**Your goal**
Find the lines in the material below that include the word "chair", count them, and give that count alone.

**Material shown**
=-=-=-=-=

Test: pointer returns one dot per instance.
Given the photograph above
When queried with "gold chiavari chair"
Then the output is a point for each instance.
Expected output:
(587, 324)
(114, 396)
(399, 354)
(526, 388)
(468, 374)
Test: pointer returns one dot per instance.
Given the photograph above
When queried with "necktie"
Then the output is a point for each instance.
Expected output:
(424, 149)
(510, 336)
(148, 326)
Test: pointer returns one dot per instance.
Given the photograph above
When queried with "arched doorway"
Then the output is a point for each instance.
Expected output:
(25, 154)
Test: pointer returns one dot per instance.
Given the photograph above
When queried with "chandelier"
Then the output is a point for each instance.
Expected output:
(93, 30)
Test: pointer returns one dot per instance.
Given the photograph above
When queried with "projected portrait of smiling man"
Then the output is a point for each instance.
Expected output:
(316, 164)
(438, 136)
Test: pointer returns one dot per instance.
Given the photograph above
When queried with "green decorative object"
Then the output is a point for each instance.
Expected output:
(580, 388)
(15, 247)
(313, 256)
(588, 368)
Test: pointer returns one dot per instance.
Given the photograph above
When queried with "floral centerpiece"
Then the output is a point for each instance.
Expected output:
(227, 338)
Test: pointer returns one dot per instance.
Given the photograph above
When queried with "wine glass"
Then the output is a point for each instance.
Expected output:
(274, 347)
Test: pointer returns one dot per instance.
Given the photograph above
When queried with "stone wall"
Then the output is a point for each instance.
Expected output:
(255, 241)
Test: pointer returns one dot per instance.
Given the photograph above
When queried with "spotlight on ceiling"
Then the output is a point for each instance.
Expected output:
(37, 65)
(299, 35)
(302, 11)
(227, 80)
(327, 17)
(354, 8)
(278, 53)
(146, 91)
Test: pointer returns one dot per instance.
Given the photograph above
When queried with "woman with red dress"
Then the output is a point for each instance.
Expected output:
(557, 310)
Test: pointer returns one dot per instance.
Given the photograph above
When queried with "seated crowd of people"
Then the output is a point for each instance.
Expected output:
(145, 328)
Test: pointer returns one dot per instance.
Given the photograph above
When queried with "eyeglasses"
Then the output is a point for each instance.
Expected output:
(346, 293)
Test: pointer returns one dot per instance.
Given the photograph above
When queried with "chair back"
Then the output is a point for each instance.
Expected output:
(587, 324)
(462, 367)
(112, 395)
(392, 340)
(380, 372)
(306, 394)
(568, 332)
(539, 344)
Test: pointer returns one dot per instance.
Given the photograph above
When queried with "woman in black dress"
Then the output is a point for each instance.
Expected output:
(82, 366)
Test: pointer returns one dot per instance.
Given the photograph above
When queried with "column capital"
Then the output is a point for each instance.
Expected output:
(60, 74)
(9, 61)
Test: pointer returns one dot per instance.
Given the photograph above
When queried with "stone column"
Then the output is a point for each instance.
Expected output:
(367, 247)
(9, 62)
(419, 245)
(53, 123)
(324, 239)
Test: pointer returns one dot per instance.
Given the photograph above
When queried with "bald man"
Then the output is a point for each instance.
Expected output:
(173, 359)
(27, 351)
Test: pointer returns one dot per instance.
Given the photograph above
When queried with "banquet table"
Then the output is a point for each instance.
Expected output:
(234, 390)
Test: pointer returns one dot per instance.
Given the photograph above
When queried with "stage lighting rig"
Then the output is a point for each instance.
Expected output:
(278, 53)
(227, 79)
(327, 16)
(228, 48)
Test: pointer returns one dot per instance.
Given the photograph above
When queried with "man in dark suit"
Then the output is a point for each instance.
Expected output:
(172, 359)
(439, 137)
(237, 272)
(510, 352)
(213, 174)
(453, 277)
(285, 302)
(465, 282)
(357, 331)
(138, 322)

=-=-=-=-=

**Your solution**
2